* start Task data *

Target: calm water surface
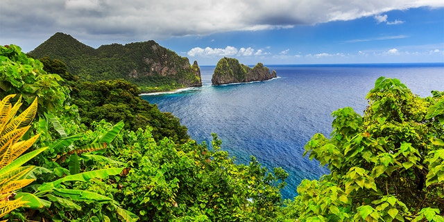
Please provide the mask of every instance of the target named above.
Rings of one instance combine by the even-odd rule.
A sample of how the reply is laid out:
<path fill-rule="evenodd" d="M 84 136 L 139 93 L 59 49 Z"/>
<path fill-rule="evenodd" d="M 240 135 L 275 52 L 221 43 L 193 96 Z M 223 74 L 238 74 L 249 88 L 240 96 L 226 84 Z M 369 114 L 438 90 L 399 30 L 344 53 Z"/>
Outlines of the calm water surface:
<path fill-rule="evenodd" d="M 444 64 L 268 67 L 278 78 L 222 86 L 211 85 L 214 67 L 201 67 L 202 87 L 142 98 L 179 117 L 198 142 L 210 144 L 216 133 L 238 163 L 254 155 L 263 166 L 282 166 L 290 174 L 282 194 L 292 198 L 302 180 L 328 173 L 302 157 L 304 145 L 315 133 L 329 136 L 332 112 L 350 106 L 363 114 L 378 77 L 399 78 L 421 96 L 444 91 Z"/>

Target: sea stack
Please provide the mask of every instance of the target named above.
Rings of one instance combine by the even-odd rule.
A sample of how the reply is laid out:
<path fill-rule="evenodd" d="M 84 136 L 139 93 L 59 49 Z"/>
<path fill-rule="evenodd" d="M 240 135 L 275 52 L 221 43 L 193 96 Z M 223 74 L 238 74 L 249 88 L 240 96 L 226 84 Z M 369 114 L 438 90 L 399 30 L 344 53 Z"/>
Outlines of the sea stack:
<path fill-rule="evenodd" d="M 257 63 L 250 68 L 239 62 L 235 58 L 224 57 L 216 65 L 212 77 L 212 85 L 223 85 L 237 83 L 263 81 L 276 78 L 276 71 Z"/>

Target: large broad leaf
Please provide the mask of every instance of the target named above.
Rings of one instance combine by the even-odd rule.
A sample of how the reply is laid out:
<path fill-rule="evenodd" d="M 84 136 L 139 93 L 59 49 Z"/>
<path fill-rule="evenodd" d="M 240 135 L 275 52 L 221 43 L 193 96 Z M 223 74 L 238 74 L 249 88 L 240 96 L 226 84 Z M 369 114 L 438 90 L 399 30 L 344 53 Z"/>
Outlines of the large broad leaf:
<path fill-rule="evenodd" d="M 51 202 L 42 200 L 33 194 L 19 192 L 15 194 L 15 198 L 22 198 L 22 200 L 27 201 L 26 207 L 31 209 L 41 209 L 51 207 Z"/>
<path fill-rule="evenodd" d="M 63 126 L 62 126 L 62 124 L 60 124 L 60 122 L 58 121 L 58 118 L 57 118 L 52 114 L 45 113 L 44 115 L 46 119 L 49 119 L 51 123 L 53 123 L 54 129 L 56 130 L 56 131 L 57 131 L 57 133 L 58 133 L 62 138 L 68 137 L 67 133 L 65 132 Z"/>
<path fill-rule="evenodd" d="M 78 140 L 83 136 L 83 134 L 79 133 L 69 137 L 58 139 L 57 142 L 51 146 L 51 150 L 58 150 L 61 147 L 68 147 L 72 144 L 74 141 Z"/>
<path fill-rule="evenodd" d="M 65 207 L 69 207 L 69 208 L 72 208 L 72 209 L 76 209 L 77 210 L 81 210 L 82 207 L 80 206 L 79 206 L 78 205 L 77 205 L 76 203 L 66 199 L 66 198 L 62 198 L 58 196 L 56 196 L 53 195 L 51 195 L 51 194 L 48 194 L 46 195 L 46 196 L 48 197 L 48 198 L 49 200 L 51 200 L 53 202 L 58 202 L 60 203 L 62 206 Z"/>
<path fill-rule="evenodd" d="M 67 153 L 67 155 L 71 155 L 74 153 L 80 154 L 84 153 L 89 153 L 95 151 L 102 150 L 106 148 L 107 144 L 103 143 L 94 143 L 88 145 L 82 146 L 79 148 L 75 148 Z"/>
<path fill-rule="evenodd" d="M 94 200 L 97 202 L 110 202 L 114 200 L 106 196 L 81 189 L 54 189 L 54 194 L 70 198 L 73 200 Z"/>
<path fill-rule="evenodd" d="M 133 214 L 133 212 L 128 211 L 125 209 L 121 208 L 119 206 L 114 205 L 114 207 L 116 207 L 116 212 L 119 216 L 123 219 L 123 221 L 126 222 L 135 222 L 139 220 L 139 217 L 137 215 Z"/>
<path fill-rule="evenodd" d="M 22 155 L 19 157 L 15 159 L 15 160 L 6 165 L 5 167 L 0 169 L 0 175 L 4 174 L 6 172 L 12 171 L 16 168 L 22 166 L 24 163 L 37 155 L 39 153 L 43 152 L 48 147 L 40 148 L 32 152 L 29 152 L 26 154 Z"/>
<path fill-rule="evenodd" d="M 78 162 L 78 156 L 77 154 L 73 154 L 69 156 L 69 164 L 68 164 L 68 167 L 69 168 L 69 173 L 71 175 L 80 172 L 80 164 Z"/>
<path fill-rule="evenodd" d="M 94 155 L 94 154 L 82 154 L 80 156 L 85 160 L 92 160 L 96 162 L 99 162 L 101 164 L 108 164 L 110 165 L 114 165 L 116 166 L 124 166 L 125 162 L 121 161 L 117 161 L 110 157 L 104 157 L 103 155 Z"/>
<path fill-rule="evenodd" d="M 58 185 L 63 182 L 87 181 L 92 178 L 105 178 L 109 176 L 119 174 L 123 170 L 123 168 L 108 168 L 69 175 L 51 182 L 45 182 L 39 187 L 38 189 L 41 191 L 49 191 L 54 187 L 58 187 Z"/>
<path fill-rule="evenodd" d="M 116 137 L 117 134 L 120 132 L 120 130 L 123 128 L 125 123 L 123 121 L 119 121 L 116 125 L 114 125 L 112 128 L 107 132 L 99 141 L 99 142 L 105 142 L 107 144 L 112 142 L 112 139 Z"/>

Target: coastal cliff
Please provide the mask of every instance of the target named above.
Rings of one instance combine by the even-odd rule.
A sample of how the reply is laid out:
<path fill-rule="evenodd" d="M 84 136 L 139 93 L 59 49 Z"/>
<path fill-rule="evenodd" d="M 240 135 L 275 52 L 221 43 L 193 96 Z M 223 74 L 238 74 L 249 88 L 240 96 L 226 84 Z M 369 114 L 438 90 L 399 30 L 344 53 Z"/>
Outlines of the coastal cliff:
<path fill-rule="evenodd" d="M 211 82 L 212 85 L 223 85 L 262 81 L 273 78 L 276 78 L 276 71 L 273 70 L 270 72 L 270 69 L 262 63 L 259 62 L 250 68 L 239 63 L 235 58 L 225 57 L 217 62 Z"/>
<path fill-rule="evenodd" d="M 28 54 L 62 61 L 68 71 L 81 80 L 96 81 L 123 78 L 142 92 L 169 91 L 202 86 L 197 62 L 161 46 L 155 41 L 122 45 L 87 46 L 69 35 L 57 33 Z"/>

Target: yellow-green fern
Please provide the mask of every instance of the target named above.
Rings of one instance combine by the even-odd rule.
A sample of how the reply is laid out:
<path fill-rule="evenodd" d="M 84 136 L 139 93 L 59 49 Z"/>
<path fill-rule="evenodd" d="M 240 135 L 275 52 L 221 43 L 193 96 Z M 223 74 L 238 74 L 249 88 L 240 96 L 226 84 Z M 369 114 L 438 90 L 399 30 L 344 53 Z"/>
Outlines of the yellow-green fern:
<path fill-rule="evenodd" d="M 29 108 L 15 117 L 22 105 L 22 97 L 12 105 L 9 101 L 14 96 L 15 94 L 8 95 L 0 101 L 0 218 L 26 205 L 26 201 L 14 199 L 14 192 L 33 181 L 26 178 L 33 166 L 22 165 L 44 150 L 40 148 L 22 155 L 39 136 L 20 141 L 35 116 L 37 103 L 35 99 Z"/>

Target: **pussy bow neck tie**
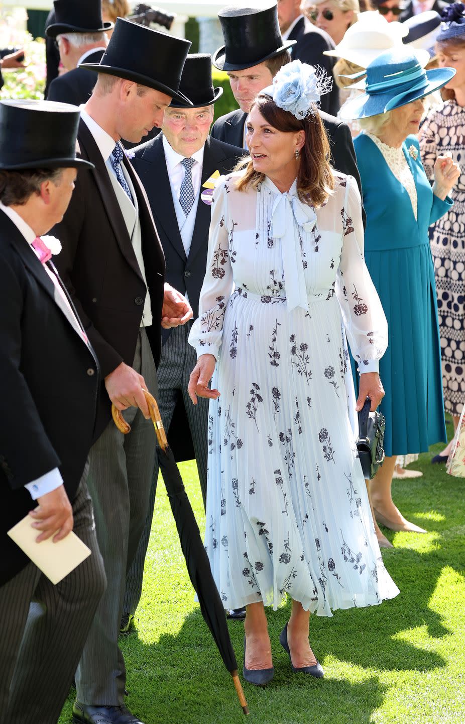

* end Task data *

→ **Brief**
Copy out the listing above from its very first line through the line holding "444 64 L 268", both ends included, word for word. Leave the pictures out.

→ **Result of this task**
Target: calm water surface
Please provide the mask of every instance of the target named above.
Rings of one instance combine by the even-odd rule.
A sample of how the reply is laid out:
<path fill-rule="evenodd" d="M 84 136 L 139 93 L 59 49 Z"/>
<path fill-rule="evenodd" d="M 240 135 L 275 52 L 221 43 L 193 96 Z M 223 74 L 238 74 L 249 88 L 240 96 L 226 84 Z M 369 114 L 438 90 L 399 30 L 344 53 Z"/>
Outlines of the calm water surface:
<path fill-rule="evenodd" d="M 444 64 L 268 67 L 278 78 L 222 86 L 211 85 L 214 67 L 201 67 L 202 87 L 142 98 L 179 117 L 198 142 L 210 144 L 216 133 L 238 163 L 254 155 L 263 166 L 282 166 L 290 174 L 282 194 L 292 198 L 302 180 L 328 173 L 302 157 L 304 145 L 315 133 L 329 136 L 332 112 L 350 106 L 363 114 L 378 77 L 399 78 L 421 96 L 444 91 Z"/>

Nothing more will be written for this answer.